## Task directions
Can you reproduce the listing from the line with "locate the blonde" to the line with "[[291, 195, 320, 223], [336, 206, 369, 232]]", both ends included and requests kept, shifting every bounding box coordinate in the answers up by 123?

## Data rows

____________

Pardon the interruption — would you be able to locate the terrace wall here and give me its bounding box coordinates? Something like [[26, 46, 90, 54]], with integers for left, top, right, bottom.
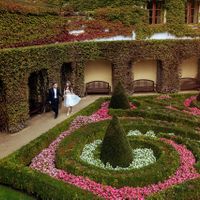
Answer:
[[0, 40, 200, 132]]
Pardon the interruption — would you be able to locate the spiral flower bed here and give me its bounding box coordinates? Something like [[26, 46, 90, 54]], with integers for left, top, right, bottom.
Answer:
[[30, 102, 200, 200], [80, 140, 156, 170]]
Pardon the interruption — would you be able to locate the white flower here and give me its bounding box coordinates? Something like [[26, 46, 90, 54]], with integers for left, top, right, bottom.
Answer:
[[127, 130, 156, 138], [127, 130, 142, 136], [80, 140, 156, 170]]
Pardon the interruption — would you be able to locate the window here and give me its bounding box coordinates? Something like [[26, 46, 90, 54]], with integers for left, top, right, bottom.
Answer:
[[147, 0, 163, 24], [185, 0, 199, 24]]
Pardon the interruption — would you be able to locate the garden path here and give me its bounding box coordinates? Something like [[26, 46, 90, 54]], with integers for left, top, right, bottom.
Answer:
[[0, 95, 100, 159], [0, 91, 195, 159]]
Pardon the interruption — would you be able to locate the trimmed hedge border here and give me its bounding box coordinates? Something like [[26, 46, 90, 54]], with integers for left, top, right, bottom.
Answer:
[[0, 94, 199, 199], [0, 40, 200, 132], [0, 98, 105, 200], [56, 120, 179, 188]]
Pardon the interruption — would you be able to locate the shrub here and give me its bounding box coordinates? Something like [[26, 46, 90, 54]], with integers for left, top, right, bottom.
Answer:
[[109, 82, 130, 109], [94, 6, 146, 25], [100, 116, 133, 167], [197, 92, 200, 101]]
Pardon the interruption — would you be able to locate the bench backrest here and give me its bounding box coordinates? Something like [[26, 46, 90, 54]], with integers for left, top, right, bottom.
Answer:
[[86, 81, 109, 88], [133, 79, 154, 87]]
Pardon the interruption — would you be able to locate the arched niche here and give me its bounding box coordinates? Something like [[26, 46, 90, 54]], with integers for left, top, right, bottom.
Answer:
[[132, 59, 163, 92], [84, 60, 113, 90], [28, 69, 49, 116], [60, 63, 72, 92]]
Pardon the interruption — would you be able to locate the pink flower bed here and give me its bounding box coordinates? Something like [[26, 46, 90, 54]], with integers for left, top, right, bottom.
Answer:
[[156, 94, 171, 100], [184, 96, 200, 115], [30, 102, 200, 200], [165, 106, 178, 111]]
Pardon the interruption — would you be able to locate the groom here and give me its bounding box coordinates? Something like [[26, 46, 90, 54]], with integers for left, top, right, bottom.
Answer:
[[49, 82, 62, 119]]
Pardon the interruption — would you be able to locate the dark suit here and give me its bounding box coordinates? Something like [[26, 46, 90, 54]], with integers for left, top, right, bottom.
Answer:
[[48, 88, 62, 118]]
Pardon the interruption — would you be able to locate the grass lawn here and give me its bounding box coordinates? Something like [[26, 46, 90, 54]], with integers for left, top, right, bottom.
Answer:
[[0, 185, 34, 200]]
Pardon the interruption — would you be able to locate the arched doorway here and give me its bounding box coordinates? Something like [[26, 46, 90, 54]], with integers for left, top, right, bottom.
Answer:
[[60, 63, 72, 93], [28, 69, 49, 116], [0, 80, 8, 132], [185, 0, 200, 24], [147, 0, 164, 24], [180, 57, 200, 90], [132, 60, 158, 92], [84, 60, 113, 94]]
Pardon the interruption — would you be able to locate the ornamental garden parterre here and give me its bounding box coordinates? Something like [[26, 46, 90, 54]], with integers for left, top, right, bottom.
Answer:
[[0, 0, 200, 200], [0, 85, 200, 200]]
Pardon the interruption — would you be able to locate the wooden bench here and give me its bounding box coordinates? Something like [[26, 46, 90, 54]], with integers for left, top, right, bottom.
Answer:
[[85, 81, 111, 95], [180, 77, 200, 90], [133, 79, 155, 92]]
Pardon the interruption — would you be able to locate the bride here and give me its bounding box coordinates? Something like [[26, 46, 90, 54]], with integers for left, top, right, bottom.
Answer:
[[64, 81, 81, 115]]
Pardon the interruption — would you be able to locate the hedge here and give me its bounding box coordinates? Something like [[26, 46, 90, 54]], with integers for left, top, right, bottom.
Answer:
[[0, 40, 200, 132], [0, 99, 104, 200], [56, 120, 179, 188]]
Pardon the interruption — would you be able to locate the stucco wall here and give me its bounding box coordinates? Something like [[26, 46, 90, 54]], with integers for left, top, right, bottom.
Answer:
[[84, 61, 112, 89], [132, 60, 157, 82], [180, 58, 198, 78]]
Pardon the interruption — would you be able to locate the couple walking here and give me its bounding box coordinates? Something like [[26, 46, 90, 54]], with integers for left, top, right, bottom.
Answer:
[[49, 81, 81, 118]]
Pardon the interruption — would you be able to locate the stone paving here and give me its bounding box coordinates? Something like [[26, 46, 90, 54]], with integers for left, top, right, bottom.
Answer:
[[0, 91, 197, 159]]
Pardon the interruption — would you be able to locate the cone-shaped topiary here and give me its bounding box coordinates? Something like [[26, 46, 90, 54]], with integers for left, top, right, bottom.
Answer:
[[100, 116, 133, 167], [109, 82, 130, 109], [197, 92, 200, 101]]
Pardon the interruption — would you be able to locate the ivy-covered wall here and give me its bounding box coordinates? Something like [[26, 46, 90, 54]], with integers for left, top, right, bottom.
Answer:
[[0, 40, 200, 132]]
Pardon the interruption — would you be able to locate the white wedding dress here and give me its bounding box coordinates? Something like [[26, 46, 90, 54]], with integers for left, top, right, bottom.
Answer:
[[64, 89, 81, 107]]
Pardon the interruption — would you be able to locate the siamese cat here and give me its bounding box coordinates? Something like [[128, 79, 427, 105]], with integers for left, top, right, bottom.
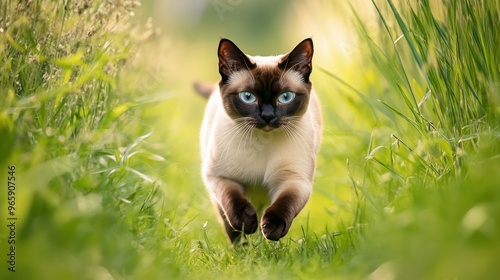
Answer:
[[196, 39, 322, 243]]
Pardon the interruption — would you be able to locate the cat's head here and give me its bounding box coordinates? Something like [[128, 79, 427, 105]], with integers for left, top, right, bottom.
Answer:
[[218, 39, 313, 132]]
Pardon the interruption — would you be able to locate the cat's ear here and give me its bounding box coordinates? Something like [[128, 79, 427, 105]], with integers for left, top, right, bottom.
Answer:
[[217, 39, 256, 83], [279, 38, 314, 83]]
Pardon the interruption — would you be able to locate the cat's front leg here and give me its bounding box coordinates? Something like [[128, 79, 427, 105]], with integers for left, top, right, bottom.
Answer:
[[261, 181, 311, 241], [208, 177, 258, 243]]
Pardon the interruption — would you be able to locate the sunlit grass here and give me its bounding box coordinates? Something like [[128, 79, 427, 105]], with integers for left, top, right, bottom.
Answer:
[[0, 1, 500, 279]]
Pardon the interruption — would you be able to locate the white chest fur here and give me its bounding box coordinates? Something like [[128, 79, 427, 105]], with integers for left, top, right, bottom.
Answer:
[[201, 89, 321, 190]]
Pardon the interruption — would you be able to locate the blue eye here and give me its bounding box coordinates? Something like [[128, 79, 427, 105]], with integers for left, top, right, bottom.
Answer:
[[240, 91, 257, 103], [278, 91, 295, 104]]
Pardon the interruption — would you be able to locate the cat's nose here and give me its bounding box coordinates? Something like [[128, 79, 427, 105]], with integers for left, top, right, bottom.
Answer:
[[260, 104, 276, 123]]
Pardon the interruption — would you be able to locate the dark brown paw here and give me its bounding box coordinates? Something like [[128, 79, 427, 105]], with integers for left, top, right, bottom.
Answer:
[[230, 203, 259, 234], [262, 212, 290, 241]]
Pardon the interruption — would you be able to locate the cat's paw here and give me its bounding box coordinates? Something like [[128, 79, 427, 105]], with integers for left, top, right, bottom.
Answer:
[[262, 212, 290, 241], [230, 203, 259, 234]]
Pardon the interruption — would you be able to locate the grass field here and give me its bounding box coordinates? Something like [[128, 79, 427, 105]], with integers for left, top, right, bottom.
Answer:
[[0, 0, 500, 279]]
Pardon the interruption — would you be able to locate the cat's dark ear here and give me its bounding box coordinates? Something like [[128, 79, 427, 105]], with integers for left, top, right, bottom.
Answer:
[[279, 38, 314, 83], [217, 39, 256, 83]]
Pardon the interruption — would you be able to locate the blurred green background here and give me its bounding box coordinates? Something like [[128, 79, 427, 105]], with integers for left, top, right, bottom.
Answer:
[[0, 0, 500, 279]]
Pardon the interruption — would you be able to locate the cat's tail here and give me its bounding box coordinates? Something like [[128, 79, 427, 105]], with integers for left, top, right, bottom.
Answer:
[[193, 82, 217, 98]]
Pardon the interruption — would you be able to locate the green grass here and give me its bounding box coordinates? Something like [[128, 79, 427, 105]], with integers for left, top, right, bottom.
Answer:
[[0, 1, 500, 279]]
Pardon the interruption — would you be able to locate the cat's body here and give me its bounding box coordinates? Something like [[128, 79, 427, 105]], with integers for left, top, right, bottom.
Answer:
[[200, 39, 321, 242]]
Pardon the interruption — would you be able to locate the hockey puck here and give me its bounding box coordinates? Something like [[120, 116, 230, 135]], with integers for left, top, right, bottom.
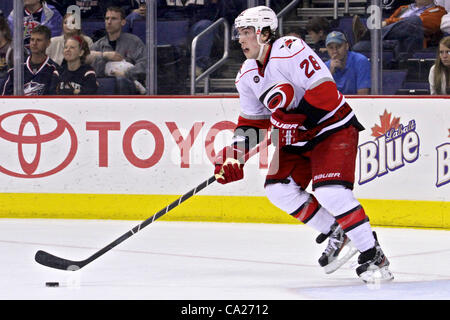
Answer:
[[45, 282, 59, 287]]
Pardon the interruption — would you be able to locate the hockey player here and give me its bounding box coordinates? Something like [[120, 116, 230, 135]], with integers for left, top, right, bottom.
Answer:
[[214, 6, 393, 282]]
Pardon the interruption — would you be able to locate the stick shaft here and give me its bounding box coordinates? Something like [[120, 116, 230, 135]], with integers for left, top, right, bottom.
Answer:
[[35, 139, 270, 271]]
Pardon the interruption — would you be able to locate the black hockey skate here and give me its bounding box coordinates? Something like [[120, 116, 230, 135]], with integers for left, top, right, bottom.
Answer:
[[316, 222, 358, 274], [356, 232, 394, 283]]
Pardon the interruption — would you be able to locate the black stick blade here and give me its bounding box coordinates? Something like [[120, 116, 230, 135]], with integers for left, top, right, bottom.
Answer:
[[34, 250, 84, 271]]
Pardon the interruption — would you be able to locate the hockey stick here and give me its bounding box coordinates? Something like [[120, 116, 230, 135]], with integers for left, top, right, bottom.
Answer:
[[34, 139, 271, 271]]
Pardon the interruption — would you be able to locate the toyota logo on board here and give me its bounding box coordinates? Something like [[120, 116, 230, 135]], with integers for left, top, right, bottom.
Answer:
[[0, 109, 78, 178]]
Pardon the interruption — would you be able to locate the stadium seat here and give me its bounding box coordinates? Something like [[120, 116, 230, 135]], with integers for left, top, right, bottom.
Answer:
[[406, 58, 435, 81], [0, 1, 14, 18], [81, 19, 105, 40], [403, 81, 430, 90], [359, 50, 396, 69], [130, 20, 189, 46], [383, 70, 407, 95], [395, 88, 430, 95], [0, 77, 6, 94], [333, 17, 358, 46], [97, 77, 116, 95], [411, 48, 436, 59]]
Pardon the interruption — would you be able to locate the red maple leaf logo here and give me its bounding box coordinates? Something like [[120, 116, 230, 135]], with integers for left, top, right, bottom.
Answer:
[[372, 109, 400, 138]]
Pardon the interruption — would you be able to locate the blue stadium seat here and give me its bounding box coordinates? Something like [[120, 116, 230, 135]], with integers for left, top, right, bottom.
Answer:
[[130, 20, 189, 46], [412, 48, 436, 59], [406, 58, 435, 81], [333, 17, 360, 46], [383, 70, 408, 95], [81, 19, 105, 38], [0, 77, 6, 94], [403, 81, 430, 90], [97, 77, 116, 95], [359, 50, 395, 69], [0, 1, 14, 18]]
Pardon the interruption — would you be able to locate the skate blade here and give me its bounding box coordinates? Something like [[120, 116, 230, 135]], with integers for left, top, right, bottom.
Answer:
[[323, 242, 358, 274], [359, 266, 394, 284]]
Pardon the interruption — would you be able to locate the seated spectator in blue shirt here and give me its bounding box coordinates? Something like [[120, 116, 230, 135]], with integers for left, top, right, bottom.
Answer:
[[325, 31, 371, 95], [8, 0, 62, 48]]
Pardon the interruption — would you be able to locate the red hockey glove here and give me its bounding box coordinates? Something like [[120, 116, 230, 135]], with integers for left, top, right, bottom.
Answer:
[[270, 109, 306, 148], [214, 145, 245, 184]]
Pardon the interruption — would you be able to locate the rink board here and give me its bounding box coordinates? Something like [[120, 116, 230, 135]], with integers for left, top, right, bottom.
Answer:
[[0, 97, 450, 229]]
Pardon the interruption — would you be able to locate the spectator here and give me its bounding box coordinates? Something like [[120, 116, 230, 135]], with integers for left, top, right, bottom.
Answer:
[[353, 0, 445, 53], [88, 7, 147, 95], [8, 0, 62, 48], [306, 17, 331, 54], [325, 31, 371, 94], [380, 0, 414, 18], [435, 0, 450, 37], [73, 0, 104, 19], [158, 0, 221, 76], [0, 17, 12, 79], [2, 25, 59, 96], [56, 35, 98, 95], [428, 37, 450, 94], [45, 0, 75, 16], [47, 13, 93, 66]]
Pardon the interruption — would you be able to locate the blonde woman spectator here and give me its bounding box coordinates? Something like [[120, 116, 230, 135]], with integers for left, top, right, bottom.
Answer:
[[56, 35, 98, 95], [434, 0, 450, 36], [428, 37, 450, 95], [47, 13, 93, 66]]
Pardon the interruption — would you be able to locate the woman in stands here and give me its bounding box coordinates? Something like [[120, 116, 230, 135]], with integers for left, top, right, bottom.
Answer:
[[47, 13, 93, 66], [56, 36, 98, 95], [0, 17, 12, 82], [428, 36, 450, 95]]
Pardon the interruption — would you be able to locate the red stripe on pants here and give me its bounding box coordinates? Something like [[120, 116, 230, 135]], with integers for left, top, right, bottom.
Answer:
[[291, 195, 320, 223], [336, 206, 369, 232]]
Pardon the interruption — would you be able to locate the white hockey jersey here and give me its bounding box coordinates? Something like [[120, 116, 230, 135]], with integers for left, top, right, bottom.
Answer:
[[235, 37, 362, 151]]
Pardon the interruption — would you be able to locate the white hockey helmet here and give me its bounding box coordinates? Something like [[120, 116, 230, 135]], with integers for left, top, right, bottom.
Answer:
[[234, 6, 278, 35]]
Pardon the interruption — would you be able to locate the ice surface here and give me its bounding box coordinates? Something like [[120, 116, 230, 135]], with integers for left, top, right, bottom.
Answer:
[[0, 219, 450, 300]]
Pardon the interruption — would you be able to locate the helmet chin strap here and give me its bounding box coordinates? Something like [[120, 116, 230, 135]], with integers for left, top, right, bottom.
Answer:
[[256, 33, 267, 60]]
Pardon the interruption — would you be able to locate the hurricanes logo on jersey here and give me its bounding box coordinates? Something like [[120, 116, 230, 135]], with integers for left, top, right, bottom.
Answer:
[[259, 83, 294, 112], [280, 39, 297, 49]]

____________

## Answer to this problem
Pardon the interruption — would you be able to locate the blonde woman spectator here and give me its bounding box coordinates? Something like [[120, 116, 230, 135]], with integers for left, top, right, bottom.
Answer:
[[179, 158, 221, 218], [557, 123, 573, 159], [551, 160, 573, 218], [170, 136, 216, 189]]
Pardon the interruption — would you be able to locate the woman in stands here and give me its bounding box coordinates? Something like [[120, 116, 230, 135]], with integers for left, top, right, bottom.
Answer:
[[170, 136, 216, 189], [179, 159, 221, 218], [123, 140, 135, 205], [551, 159, 573, 218]]
Pardon the interruption — would you be able to locate the red stripe on pants here and give me its bounding box coordinates? Something like [[120, 116, 230, 135]], with integers for left, top, right, bottom.
Answer:
[[414, 318, 443, 346], [459, 329, 492, 355]]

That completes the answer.